** Data to process follows **

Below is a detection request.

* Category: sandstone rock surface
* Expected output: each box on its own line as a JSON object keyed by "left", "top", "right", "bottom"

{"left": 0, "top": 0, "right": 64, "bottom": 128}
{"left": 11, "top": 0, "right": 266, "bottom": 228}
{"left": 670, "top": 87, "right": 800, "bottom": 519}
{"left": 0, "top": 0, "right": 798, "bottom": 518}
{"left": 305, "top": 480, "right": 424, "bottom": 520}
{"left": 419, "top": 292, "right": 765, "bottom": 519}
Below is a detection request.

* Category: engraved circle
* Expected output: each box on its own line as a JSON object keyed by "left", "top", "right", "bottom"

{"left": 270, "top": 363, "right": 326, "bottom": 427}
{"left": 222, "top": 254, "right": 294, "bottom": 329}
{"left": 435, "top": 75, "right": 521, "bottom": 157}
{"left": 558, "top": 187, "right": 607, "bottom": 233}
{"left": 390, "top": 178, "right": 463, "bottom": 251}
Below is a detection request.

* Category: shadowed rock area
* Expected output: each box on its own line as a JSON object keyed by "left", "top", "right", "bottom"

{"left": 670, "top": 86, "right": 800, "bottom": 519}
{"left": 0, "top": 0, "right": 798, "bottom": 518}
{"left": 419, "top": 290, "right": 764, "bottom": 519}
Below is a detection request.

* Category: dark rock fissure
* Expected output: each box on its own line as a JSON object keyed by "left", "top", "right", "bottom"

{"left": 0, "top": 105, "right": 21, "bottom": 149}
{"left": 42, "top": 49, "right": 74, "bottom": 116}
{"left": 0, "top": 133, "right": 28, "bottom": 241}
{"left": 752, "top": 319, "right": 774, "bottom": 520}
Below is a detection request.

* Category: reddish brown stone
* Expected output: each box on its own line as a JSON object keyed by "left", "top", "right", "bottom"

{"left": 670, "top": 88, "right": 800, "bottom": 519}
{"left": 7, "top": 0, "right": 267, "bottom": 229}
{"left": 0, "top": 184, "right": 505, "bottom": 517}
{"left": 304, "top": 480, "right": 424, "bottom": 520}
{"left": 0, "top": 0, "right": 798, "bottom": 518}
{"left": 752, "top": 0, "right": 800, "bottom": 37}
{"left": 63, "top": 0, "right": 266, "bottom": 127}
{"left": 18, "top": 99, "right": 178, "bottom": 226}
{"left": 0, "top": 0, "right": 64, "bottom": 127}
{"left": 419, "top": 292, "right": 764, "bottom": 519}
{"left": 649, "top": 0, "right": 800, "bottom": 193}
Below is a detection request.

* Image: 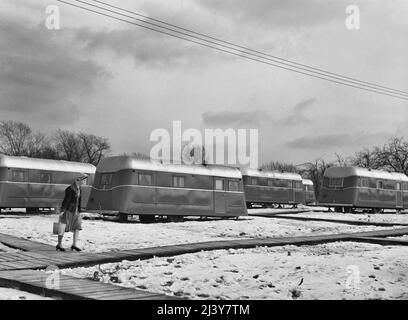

** End of Data to process **

_Requirement_
The answer must be the data above, repeated exactly, with no pictures.

_Result for this exercise_
Below is a detection request.

* Category: sandstone rock surface
* Expected output: each box on its own line as a JSON object keyed by "left", "top", "right", "bottom"

{"left": 0, "top": 0, "right": 64, "bottom": 128}
{"left": 11, "top": 0, "right": 266, "bottom": 228}
{"left": 670, "top": 87, "right": 800, "bottom": 519}
{"left": 0, "top": 0, "right": 798, "bottom": 518}
{"left": 305, "top": 480, "right": 424, "bottom": 520}
{"left": 419, "top": 292, "right": 765, "bottom": 519}
Below is a detection request.

* Category: engraved circle
* Expected output: each box on its own line as a JSON object keyed by "left", "top", "right", "bottom"

{"left": 270, "top": 363, "right": 326, "bottom": 427}
{"left": 222, "top": 254, "right": 294, "bottom": 329}
{"left": 435, "top": 75, "right": 521, "bottom": 157}
{"left": 558, "top": 187, "right": 607, "bottom": 233}
{"left": 390, "top": 178, "right": 463, "bottom": 251}
Below is a detection request.

* Category: shadowed rock area
* Expected output: each box on its own line as a JSON object keyed by "left", "top", "right", "bottom"

{"left": 670, "top": 86, "right": 800, "bottom": 519}
{"left": 0, "top": 0, "right": 798, "bottom": 518}
{"left": 419, "top": 290, "right": 764, "bottom": 519}
Below is a detection request.

* Category: dark rock fissure
* Expected output: each box on its own line as a JSON object keyed by "left", "top", "right", "bottom"

{"left": 0, "top": 105, "right": 21, "bottom": 149}
{"left": 42, "top": 49, "right": 74, "bottom": 116}
{"left": 0, "top": 133, "right": 28, "bottom": 241}
{"left": 752, "top": 319, "right": 774, "bottom": 520}
Below is a detection request.

* Category: reddish brown stone
* Expected output: each box on its own line as a JSON object keyed by "left", "top", "right", "bottom"

{"left": 670, "top": 88, "right": 800, "bottom": 519}
{"left": 7, "top": 0, "right": 267, "bottom": 229}
{"left": 0, "top": 184, "right": 505, "bottom": 517}
{"left": 304, "top": 480, "right": 424, "bottom": 520}
{"left": 0, "top": 0, "right": 798, "bottom": 518}
{"left": 752, "top": 0, "right": 800, "bottom": 37}
{"left": 63, "top": 0, "right": 266, "bottom": 127}
{"left": 18, "top": 99, "right": 178, "bottom": 226}
{"left": 0, "top": 0, "right": 64, "bottom": 127}
{"left": 419, "top": 292, "right": 764, "bottom": 519}
{"left": 649, "top": 0, "right": 800, "bottom": 193}
Below is a detection request.

* Image: 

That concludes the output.